Copy every line of the entries that has the string "rough" in it.

--------------------

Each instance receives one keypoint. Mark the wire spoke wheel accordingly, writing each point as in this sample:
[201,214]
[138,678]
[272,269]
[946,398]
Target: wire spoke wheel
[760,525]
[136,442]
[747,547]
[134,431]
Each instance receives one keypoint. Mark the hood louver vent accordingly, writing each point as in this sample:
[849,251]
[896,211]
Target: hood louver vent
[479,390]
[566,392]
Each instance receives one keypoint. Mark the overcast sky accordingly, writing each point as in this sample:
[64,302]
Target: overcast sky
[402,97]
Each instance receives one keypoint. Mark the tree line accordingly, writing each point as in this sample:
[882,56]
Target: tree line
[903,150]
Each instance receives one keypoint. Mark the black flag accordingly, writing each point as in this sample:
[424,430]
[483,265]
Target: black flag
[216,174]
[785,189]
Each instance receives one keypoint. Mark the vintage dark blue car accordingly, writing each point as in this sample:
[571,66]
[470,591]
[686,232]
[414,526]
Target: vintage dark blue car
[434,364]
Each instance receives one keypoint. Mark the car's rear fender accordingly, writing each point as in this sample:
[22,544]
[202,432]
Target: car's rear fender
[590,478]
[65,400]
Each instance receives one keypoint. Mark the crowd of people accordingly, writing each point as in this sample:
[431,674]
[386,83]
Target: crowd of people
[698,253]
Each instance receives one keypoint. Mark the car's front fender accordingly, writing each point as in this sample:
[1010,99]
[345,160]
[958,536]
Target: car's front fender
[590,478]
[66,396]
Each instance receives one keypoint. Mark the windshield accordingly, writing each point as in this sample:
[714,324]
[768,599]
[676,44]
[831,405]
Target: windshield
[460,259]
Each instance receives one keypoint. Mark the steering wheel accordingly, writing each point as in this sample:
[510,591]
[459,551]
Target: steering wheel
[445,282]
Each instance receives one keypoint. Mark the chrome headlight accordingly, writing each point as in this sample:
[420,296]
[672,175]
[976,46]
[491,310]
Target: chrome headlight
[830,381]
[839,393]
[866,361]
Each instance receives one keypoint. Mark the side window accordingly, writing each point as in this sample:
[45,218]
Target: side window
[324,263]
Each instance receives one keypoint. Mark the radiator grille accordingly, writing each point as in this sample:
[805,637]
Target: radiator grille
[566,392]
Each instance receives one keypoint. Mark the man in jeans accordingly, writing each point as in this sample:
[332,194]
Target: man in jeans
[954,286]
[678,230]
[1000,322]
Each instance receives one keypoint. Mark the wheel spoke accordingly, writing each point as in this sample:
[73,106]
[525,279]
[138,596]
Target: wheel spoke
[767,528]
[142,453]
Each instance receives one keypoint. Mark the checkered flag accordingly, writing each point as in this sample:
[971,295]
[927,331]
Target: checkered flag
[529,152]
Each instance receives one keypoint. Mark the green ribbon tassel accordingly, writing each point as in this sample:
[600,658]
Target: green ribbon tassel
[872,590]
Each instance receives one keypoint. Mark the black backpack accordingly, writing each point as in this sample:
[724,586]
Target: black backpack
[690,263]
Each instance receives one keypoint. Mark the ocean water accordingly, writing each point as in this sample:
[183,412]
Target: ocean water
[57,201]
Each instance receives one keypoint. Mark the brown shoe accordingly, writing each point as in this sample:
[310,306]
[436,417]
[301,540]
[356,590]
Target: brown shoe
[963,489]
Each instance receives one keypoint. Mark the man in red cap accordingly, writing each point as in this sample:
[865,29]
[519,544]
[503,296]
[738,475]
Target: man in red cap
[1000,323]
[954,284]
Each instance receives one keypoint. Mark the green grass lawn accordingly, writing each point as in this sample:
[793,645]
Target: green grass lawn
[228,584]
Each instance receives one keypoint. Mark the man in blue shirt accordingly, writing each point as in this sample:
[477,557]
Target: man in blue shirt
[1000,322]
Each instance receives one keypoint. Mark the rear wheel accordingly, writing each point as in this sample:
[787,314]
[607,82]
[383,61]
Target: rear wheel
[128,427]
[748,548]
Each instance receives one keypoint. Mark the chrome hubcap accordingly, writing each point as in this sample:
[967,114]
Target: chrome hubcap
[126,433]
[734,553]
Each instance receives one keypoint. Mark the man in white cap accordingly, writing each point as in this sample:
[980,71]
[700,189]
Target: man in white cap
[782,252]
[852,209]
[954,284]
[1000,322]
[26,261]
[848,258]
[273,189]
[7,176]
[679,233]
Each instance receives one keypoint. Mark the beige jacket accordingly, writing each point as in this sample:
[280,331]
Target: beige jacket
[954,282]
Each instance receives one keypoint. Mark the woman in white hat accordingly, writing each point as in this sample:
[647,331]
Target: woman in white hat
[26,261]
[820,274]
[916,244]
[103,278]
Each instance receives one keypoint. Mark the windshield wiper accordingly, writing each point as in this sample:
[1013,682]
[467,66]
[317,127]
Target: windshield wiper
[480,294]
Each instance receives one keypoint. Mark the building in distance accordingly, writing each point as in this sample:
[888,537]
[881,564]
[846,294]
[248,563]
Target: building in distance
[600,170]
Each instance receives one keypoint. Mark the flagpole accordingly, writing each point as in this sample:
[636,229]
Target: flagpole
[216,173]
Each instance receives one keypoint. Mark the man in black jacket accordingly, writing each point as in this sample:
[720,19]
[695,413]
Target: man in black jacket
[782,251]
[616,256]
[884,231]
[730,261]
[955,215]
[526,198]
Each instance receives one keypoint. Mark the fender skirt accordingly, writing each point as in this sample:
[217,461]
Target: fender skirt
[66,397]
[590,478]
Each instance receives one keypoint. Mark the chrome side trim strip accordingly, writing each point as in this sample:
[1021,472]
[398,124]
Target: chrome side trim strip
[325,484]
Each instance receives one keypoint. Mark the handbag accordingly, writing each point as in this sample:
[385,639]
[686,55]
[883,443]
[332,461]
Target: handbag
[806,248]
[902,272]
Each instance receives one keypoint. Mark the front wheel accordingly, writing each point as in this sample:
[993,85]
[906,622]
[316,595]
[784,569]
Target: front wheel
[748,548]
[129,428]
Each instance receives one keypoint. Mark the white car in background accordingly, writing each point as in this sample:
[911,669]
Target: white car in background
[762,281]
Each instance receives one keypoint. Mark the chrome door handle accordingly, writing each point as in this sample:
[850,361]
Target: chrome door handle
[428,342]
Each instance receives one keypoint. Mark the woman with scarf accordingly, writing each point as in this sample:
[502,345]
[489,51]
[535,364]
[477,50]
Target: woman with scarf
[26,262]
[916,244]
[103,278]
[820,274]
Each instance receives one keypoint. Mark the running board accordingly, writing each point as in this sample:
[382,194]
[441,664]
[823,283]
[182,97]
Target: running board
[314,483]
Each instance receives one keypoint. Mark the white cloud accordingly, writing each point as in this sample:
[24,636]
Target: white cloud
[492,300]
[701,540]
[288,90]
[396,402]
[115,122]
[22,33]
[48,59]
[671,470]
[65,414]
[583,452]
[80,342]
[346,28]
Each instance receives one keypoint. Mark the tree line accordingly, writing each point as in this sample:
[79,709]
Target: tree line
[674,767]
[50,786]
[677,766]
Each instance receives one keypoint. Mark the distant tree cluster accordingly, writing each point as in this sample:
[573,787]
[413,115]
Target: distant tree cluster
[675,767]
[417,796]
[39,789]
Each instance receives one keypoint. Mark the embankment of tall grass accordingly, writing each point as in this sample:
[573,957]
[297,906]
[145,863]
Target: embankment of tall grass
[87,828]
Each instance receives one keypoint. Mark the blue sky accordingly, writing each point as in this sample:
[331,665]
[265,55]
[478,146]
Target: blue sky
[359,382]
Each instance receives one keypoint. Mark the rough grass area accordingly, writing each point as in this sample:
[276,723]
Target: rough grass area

--------------------

_Task solution_.
Each instance receives one keypoint. Mark the rough grass area accordingly, writing each point as in this sample:
Target: rough grass area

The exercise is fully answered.